▸ **Text section**
____

UNITED STATES SECURITIES AND EXCHANGE COMMISSION
Washington, D.C. 20549
PURSUANT TO SECTION 13 OR 15(d) OF THE SECURITIES EXCHANGE ACT OF 1934
Date of Report (Date of earliest event reported): January 30, 2013
CLEAN DIESEL TECHNOLOGIES, INC.
(Exact name of Registrant as specified in its charter)
Commission File Number
(State or Other Jurisdiction of Incorporation or Organization)
(IRS Employee Identification No.)
4567 Telephone Road, Suite 100, Ventura, CA 93003
(Address of principal executive office)
Registrant's telephone number, including area code: (805) 639-9458
Check the appropriate box below if the Form 8-K filing is intended to simultaneously satisfy the filing obligation of the registrant under any of the following provisions:
o Written communications pursuant to Rule 425 under the Securities Act (17 CFR 230.425)
o Soliciting material pursuant to Rule 14a-12 under the Exchange Act (17 CFR 240.14a-12)
o Pre-commencement communications pursuant to Rule 14d-2(b) under the Exchange Act (17 CFR 240.14d-2(b))
o Pre-commencement communications pursuant to Rule 13e-4(c) under the Exchange Act (17 CFR 240.13e-4(c))

____

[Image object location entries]
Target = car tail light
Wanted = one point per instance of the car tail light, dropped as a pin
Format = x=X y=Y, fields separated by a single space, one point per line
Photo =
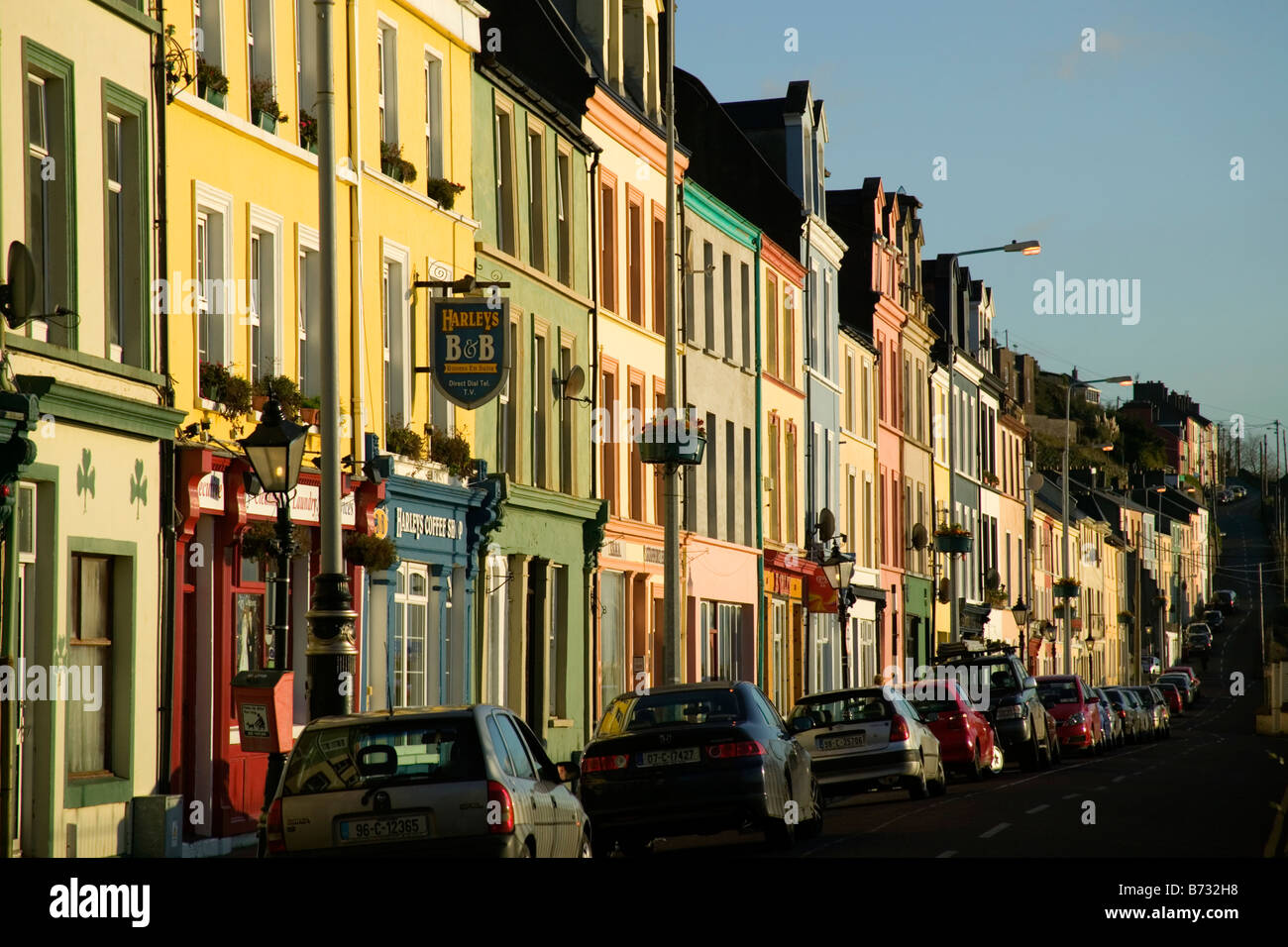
x=608 y=763
x=498 y=802
x=745 y=748
x=274 y=834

____

▸ **Task list**
**1)** Answer these from the cover page:
(a) What date is given as the date of the earliest event reported?
(b) What is the registrant's telephone number, including area code?
(c) Which rule under the Securities Act covers written communications?
**2)** Revise the cover page from "(Exact name of" through "(17 CFR 240.13e-4(c))", swapping "Exchange Act" for "Securities Exchange Act" wherever it occurs.

▸ **Worked solutions**
**1)**
(a) January 30, 2013
(b) (805) 639-9458
(c) Rule 425 (17 CFR 230.425)

**2)**
(Exact name of Registrant as specified in its charter)
Commission File Number
(State or Other Jurisdiction of Incorporation or Organization)
(IRS Employee Identification No.)
4567 Telephone Road, Suite 100, Ventura, CA 93003
(Address of principal executive office)
Registrant's telephone number, including area code: (805) 639-9458
Check the appropriate box below if the Form 8-K filing is intended to simultaneously satisfy the filing obligation of the registrant under any of the following provisions:
o Written communications pursuant to Rule 425 under the Securities Act (17 CFR 230.425)
o Soliciting material pursuant to Rule 14a-12 under the Securities Exchange Act (17 CFR 240.14a-12)
o Pre-commencement communications pursuant to Rule 14d-2(b) under the Securities Exchange Act (17 CFR 240.14d-2(b))
o Pre-commencement communications pursuant to Rule 13e-4(c) under the Securities Exchange Act (17 CFR 240.13e-4(c))